_Tarefa_:
Dê continuidade ao texto sobre o flywheel no marketing, começando logo após a última frase apresentada.

_Texto selecionado_:
<<<<

Flywheel: O que é, como funciona e como colocar em prática
Flywheel basicamente é um conjunto de pequenos resultados positivos que se somam ao longo do tempo, gerando um momento tão grande que o crescimento parece acontecer sozinho. Momento e flywheel (que, numa tradução muito livre, pode ser tipo um cata-vento ou, se você preferir, na tradução literal é um volante de inércia), são conceitos que ilustram bem um processo que ganhou bastante atenção no marketing nos últimos anos.
Antes de entender o flywheel é preciso olhar um pouco pro passado do marketing. Na chamada época de ouro do marketing, bastava ganhar presença nos canais como rádio e tv. Com a chegada da tecnologia, os anúncios foram ficando cada vez mais personalizados e segmentados de acordo com o público. Isso trouxe como benefício a diminuição dos custos em geral, mas trouxe problemas de privacidade e eficiência a longo prazo.

>>>>

_Material de origem_:
<<<<

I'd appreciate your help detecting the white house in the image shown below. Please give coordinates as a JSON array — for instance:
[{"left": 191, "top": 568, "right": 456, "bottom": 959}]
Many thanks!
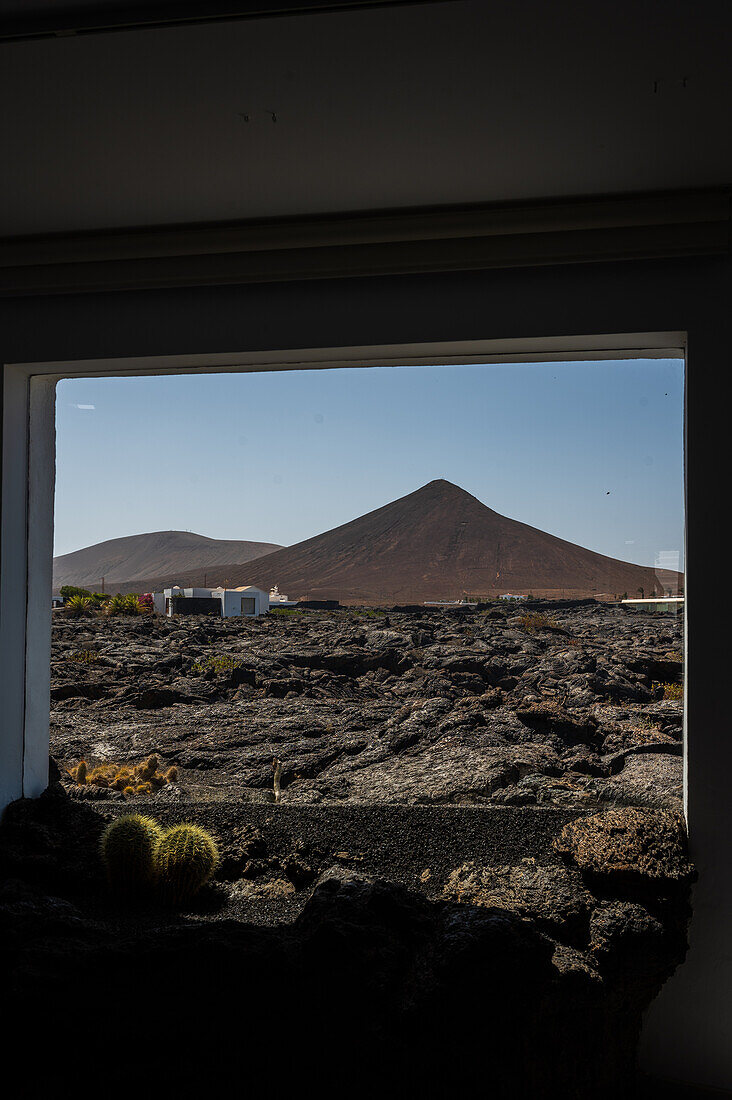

>>>>

_Resposta_:
Agora nós estamos entrando em uma fase completamente diferente, levando a conexões muito mais profundas com as comunidades de consumidores e uma ressonância emocional muito maior.
Em resumo, o conceito foi primeiramente apresentado por Jim Collins no livro ‘Empresas feitas para vencer‘ (ou, em inglês Good to Great). A ideia é que o seu melhor time de vendas são os próprios clientes. Se eles estão felizes com seus produtos e serviços, eles viram promotores. Virando promotores, eles falam de você para os amigos e, se esses amigos gostarem, eles vão falar para os amigos deles, criando um ciclo.
Não vou me aprofundar nesse assunto em específico porque isso já tá bem descrito em outro post. Inclusive, se você ainda não leu, eu recomendo pausar essa leitura e começar por lá.
No entanto, eu vou me aprofundar no ciclo de ‘Atrair, engajar e encantar’ da imagem acima.
Atrair, Engajar, Encantar.
Atrair se baseia em chamar atenção dos consumidores que estão prospectando produtos como o seu, usando conteúdo realmente útil e fácil de encontrar. Como? Usando SEO, redes sociais, anúncios, eventos, vídeos… Sua imaginação que manda. O foco aqui é fazer isso de um jeito agradável, ao invés de forçar a pessoa a te ver a qualquer custo sem oferecer nada interessante em troca.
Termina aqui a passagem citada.